#### SELECTED EXCERPT
########################################
In order to classify texts as 1 or 0, we needed to engineer numerical text features. To do so, we added the following features using a variety of text-analysis packages:

  • Vader sentiment values
    • neutrality score
    • positivity score
    • negativity score
    • overall score
  • Doc2Vec representation vectors
    • creates a numerical vector representation of the corpus
  • TF-IDF values
    • computes the number of times each word appears in the corpus
    • computes the relative importance of each word depending on its frequency
  • Simple metrics
    • number of characters in the text
    • number of words in the text

Let’s take a look at some visualizations of these text features…

alt text

Looking at the difference in compound sentiment scores between NYT texts and DPA texts, we see that NYT texts generally display more neutral sentiments (unimodal at compound=0) while DPA texts generally display more extreme sentiments (bimodal at compound=-1 and compound=1). This could be the case because drug-related NYT publications generally report incidents and policy updates as a neutral third-party source, while the collection of press releases aggregated by the DPA reflect more extreme views held by policymakers.

alt text

The above box plot summarizes the word counts of texts pulled for each drug. This box plot reveals the discrepancies in the amount of text data available on each drug. For example, not only were we able to pull the highest number of articles and press releases for marijuana, the word count for marijuana-related texts is also generally higher than it is for other drugs. For example, the upper quartile of the marijuana word count boxplot extends almost 900 words above the other boxplots. This data discrepancy, while unfortunate, was unavoidable considering marijuana legalization and decriminalization is discussed much more frequently in press releases and news articles.
########################################
#### RECORDS PROVIDED
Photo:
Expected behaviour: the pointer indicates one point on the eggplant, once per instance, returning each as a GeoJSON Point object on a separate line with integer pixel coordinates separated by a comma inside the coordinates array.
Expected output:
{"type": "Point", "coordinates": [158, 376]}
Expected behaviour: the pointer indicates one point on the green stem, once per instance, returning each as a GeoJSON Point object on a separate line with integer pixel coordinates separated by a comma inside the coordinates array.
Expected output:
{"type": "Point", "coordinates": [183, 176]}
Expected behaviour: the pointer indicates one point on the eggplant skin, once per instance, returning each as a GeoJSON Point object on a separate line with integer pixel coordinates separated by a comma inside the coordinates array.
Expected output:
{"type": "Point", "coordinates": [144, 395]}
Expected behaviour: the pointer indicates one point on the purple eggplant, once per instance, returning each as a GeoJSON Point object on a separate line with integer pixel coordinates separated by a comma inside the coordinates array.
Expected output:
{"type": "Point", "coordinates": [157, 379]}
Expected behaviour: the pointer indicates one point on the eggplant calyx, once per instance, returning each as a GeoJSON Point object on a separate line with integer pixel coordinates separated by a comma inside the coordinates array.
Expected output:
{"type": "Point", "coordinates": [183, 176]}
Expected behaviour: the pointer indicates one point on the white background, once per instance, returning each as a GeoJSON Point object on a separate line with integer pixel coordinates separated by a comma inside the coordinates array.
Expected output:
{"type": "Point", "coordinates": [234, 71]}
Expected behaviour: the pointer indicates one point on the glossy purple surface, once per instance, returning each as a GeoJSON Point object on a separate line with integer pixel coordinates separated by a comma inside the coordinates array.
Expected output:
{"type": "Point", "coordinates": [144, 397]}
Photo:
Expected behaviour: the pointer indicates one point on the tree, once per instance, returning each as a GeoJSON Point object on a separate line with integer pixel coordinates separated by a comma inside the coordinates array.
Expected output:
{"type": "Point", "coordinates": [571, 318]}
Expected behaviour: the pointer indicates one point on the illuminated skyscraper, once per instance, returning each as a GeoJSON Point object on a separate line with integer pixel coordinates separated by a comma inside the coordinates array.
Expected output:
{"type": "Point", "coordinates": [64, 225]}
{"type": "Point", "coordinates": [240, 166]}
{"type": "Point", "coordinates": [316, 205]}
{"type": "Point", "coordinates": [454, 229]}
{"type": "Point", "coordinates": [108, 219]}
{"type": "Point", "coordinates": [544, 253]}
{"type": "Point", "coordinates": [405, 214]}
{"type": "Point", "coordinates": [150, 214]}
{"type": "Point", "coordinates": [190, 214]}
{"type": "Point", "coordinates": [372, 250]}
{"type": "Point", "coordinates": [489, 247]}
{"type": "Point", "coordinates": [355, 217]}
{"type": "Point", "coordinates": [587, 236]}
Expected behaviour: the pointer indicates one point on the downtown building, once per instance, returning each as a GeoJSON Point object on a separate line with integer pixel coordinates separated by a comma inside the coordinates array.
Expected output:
########################################
#### REQUIRED WORK
1. Reproduce the stretch of the passage on text features from "Looking at the" through "held by policymakers.".
2. Name the four top-level categories of features that the passage on text features says were added.
The items have no role in this work.

#### OUTPUTS IN ORDER
1.
Looking at the difference in compound sentiment scores between NYT texts and DPA texts, we see that NYT texts generally display more neutral sentiments (unimodal at compound=0) while DPA texts generally display more extreme sentiments (bimodal at compound=-1 and compound=1). This could be the case because drug-related NYT publications generally report incidents and policy updates as a neutral third-party source, while the collection of press releases aggregated by the DPA reflect more extreme views held by policymakers.

2.
Vader sentiment values
Doc2Vec representation vectors
TF-IDF values
Simple metrics